▶ **PROBLEM TO WORK ON**
Pick out every line in the rows below that contains the string "banner", and copy each one out in full.

▶ **DATA FOR THIS TASK**
==================================================

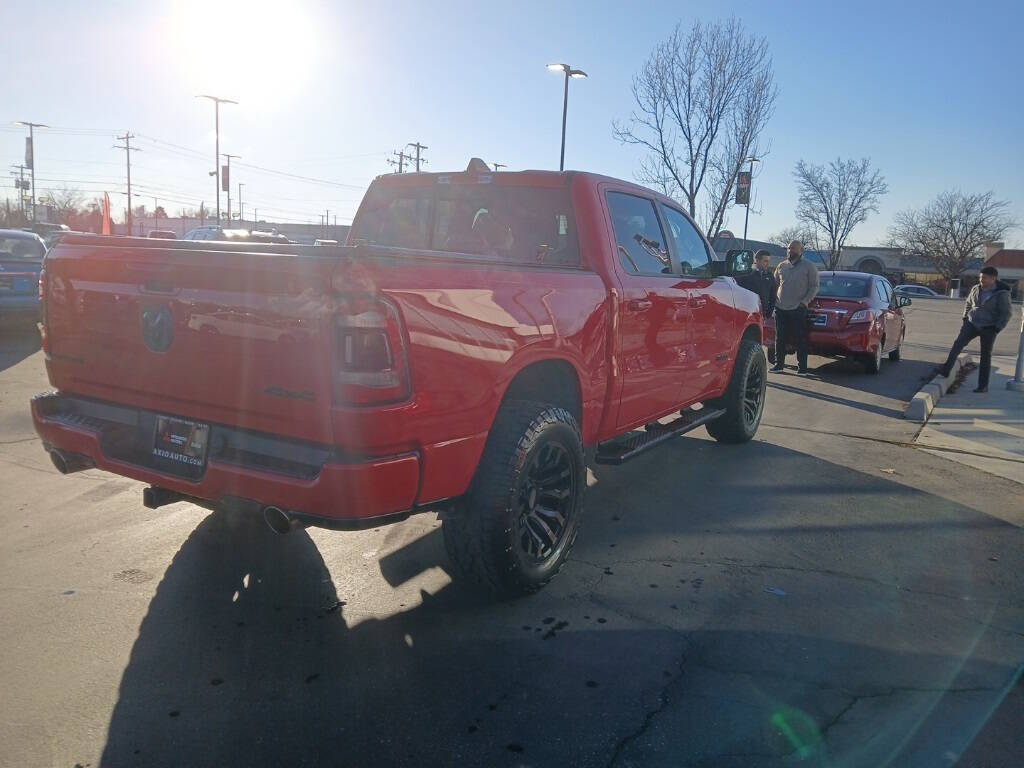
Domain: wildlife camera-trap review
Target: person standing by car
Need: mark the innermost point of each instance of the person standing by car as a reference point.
(986, 312)
(798, 285)
(762, 282)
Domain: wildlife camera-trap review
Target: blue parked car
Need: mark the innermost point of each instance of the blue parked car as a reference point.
(20, 261)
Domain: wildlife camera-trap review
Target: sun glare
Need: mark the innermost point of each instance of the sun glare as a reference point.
(256, 50)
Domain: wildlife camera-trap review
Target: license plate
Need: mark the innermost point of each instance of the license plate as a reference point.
(180, 440)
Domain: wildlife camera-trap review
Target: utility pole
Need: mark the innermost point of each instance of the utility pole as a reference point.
(217, 101)
(127, 147)
(400, 162)
(419, 147)
(227, 183)
(30, 159)
(22, 186)
(750, 192)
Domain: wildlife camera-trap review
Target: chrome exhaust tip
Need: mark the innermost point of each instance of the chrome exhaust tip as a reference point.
(68, 463)
(278, 520)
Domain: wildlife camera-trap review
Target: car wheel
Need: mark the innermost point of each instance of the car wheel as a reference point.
(872, 364)
(743, 401)
(514, 529)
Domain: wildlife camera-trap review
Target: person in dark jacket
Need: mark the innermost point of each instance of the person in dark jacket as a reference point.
(987, 311)
(762, 282)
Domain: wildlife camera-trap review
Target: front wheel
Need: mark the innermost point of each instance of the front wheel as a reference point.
(744, 399)
(514, 529)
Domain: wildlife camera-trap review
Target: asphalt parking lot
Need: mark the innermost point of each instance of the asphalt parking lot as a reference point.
(825, 595)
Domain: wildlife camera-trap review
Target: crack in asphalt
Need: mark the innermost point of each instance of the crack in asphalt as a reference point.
(898, 443)
(772, 566)
(663, 702)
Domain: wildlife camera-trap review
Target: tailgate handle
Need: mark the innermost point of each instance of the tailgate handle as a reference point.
(158, 286)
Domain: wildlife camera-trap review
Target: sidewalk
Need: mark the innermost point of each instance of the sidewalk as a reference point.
(985, 431)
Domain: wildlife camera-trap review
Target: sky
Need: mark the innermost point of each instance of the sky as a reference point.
(929, 91)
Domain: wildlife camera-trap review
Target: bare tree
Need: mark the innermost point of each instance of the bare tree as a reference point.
(66, 202)
(952, 228)
(702, 99)
(836, 198)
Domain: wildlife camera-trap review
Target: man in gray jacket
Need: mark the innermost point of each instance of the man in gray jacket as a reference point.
(798, 285)
(986, 312)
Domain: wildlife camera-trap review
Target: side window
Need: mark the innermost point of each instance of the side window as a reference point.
(693, 257)
(640, 242)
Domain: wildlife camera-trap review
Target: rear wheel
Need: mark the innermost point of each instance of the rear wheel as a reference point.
(515, 527)
(744, 399)
(872, 364)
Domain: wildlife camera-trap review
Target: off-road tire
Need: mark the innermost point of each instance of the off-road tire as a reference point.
(484, 535)
(739, 423)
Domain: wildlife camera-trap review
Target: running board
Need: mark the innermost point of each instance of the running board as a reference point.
(621, 450)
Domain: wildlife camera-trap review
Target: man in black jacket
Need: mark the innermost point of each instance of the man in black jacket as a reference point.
(986, 312)
(762, 282)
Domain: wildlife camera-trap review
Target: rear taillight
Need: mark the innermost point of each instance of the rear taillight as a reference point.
(371, 366)
(861, 315)
(42, 308)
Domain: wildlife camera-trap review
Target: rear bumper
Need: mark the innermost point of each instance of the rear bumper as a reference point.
(19, 305)
(313, 482)
(851, 341)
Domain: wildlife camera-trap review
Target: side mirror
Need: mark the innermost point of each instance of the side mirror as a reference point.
(738, 262)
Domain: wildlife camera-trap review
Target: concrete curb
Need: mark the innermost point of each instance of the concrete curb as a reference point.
(924, 401)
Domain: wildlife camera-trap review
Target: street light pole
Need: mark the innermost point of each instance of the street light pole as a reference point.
(1017, 383)
(747, 216)
(32, 167)
(217, 101)
(569, 73)
(227, 184)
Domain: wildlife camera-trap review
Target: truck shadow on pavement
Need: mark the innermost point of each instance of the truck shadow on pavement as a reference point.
(248, 655)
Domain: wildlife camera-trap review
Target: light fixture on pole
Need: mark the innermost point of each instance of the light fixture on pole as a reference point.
(569, 73)
(217, 101)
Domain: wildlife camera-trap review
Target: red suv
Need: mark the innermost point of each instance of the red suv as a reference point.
(855, 314)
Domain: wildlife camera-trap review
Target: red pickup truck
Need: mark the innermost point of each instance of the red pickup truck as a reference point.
(475, 335)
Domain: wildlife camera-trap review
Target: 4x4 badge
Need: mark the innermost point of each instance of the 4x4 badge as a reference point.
(158, 329)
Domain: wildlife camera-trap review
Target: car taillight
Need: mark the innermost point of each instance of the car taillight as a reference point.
(371, 366)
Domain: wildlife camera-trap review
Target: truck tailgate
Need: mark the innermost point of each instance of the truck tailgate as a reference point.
(238, 337)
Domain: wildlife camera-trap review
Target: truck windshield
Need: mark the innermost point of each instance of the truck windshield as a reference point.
(522, 224)
(843, 288)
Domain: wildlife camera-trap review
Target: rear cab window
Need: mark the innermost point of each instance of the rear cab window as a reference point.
(639, 240)
(521, 224)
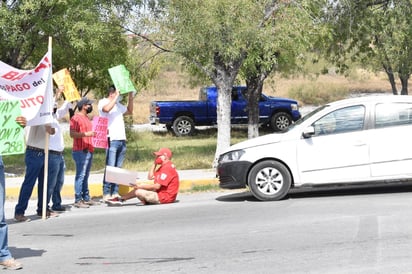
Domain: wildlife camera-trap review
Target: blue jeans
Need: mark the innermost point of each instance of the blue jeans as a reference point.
(115, 155)
(56, 197)
(83, 162)
(34, 161)
(4, 248)
(53, 169)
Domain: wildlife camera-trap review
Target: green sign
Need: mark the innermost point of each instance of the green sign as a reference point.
(11, 133)
(121, 79)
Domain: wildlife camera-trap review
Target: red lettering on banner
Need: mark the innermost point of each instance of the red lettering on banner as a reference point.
(31, 102)
(15, 88)
(43, 65)
(13, 75)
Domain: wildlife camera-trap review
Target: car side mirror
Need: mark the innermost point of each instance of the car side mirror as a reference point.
(308, 132)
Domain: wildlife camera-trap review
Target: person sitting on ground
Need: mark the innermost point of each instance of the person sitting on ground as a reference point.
(164, 188)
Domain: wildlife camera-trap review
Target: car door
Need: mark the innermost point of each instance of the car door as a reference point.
(338, 151)
(390, 145)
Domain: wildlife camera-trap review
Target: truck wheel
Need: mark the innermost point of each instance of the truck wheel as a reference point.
(280, 121)
(269, 181)
(183, 126)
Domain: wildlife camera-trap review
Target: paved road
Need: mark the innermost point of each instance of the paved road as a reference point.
(348, 231)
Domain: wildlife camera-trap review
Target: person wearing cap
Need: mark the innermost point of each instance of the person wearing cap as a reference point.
(82, 133)
(111, 108)
(164, 188)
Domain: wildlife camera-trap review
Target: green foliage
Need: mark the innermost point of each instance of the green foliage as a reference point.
(374, 33)
(318, 94)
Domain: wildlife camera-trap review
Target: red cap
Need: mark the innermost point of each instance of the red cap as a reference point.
(164, 151)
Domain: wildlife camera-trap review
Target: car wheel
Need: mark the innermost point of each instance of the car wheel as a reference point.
(183, 126)
(269, 180)
(280, 121)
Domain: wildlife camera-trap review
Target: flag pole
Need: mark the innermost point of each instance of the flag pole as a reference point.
(46, 155)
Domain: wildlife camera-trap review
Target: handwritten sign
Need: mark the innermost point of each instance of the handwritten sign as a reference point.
(33, 88)
(121, 79)
(11, 133)
(63, 78)
(100, 125)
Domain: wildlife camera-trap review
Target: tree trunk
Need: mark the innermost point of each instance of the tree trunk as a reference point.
(391, 78)
(404, 81)
(223, 77)
(223, 109)
(254, 90)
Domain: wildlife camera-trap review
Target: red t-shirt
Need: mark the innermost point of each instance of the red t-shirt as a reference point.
(81, 123)
(168, 178)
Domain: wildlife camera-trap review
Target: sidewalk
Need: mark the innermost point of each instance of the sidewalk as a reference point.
(188, 179)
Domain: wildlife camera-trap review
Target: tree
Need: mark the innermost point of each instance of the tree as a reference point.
(214, 37)
(378, 34)
(280, 46)
(87, 36)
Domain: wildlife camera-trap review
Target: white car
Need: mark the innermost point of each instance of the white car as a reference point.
(358, 140)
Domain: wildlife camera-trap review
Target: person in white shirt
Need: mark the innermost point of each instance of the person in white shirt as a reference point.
(111, 108)
(56, 144)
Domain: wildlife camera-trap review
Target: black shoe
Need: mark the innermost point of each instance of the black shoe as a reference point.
(59, 209)
(49, 214)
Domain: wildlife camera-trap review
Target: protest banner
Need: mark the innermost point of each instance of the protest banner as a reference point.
(121, 79)
(100, 125)
(63, 78)
(11, 133)
(33, 88)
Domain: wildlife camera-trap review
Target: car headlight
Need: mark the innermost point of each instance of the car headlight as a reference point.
(231, 156)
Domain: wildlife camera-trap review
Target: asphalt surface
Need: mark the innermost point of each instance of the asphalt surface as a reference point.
(188, 179)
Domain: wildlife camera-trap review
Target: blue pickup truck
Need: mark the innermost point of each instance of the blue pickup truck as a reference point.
(183, 116)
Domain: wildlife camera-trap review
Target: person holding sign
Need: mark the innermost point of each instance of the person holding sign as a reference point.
(6, 259)
(164, 188)
(57, 144)
(82, 133)
(111, 108)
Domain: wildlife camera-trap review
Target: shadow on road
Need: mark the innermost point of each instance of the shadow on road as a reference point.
(19, 253)
(324, 192)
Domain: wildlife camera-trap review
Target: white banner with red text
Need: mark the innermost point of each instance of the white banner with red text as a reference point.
(33, 88)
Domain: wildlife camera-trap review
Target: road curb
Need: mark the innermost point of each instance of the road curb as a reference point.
(95, 188)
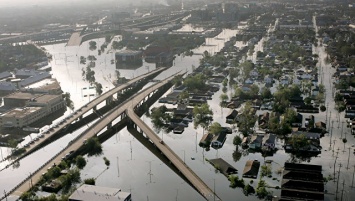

==================================================

▶ **RESPONSE TO THE EXERCISE**
Target: red lettering on banner
Need: mark the innermost point of each instance of the red lettering on banner as a reference point.
Target: protest banner
Need: mark the innermost point of each instance of the protest banner as a reference point.
Target: white banner with red text
Need: mark the innermost point of each instance of the white banner with red text as a reference point.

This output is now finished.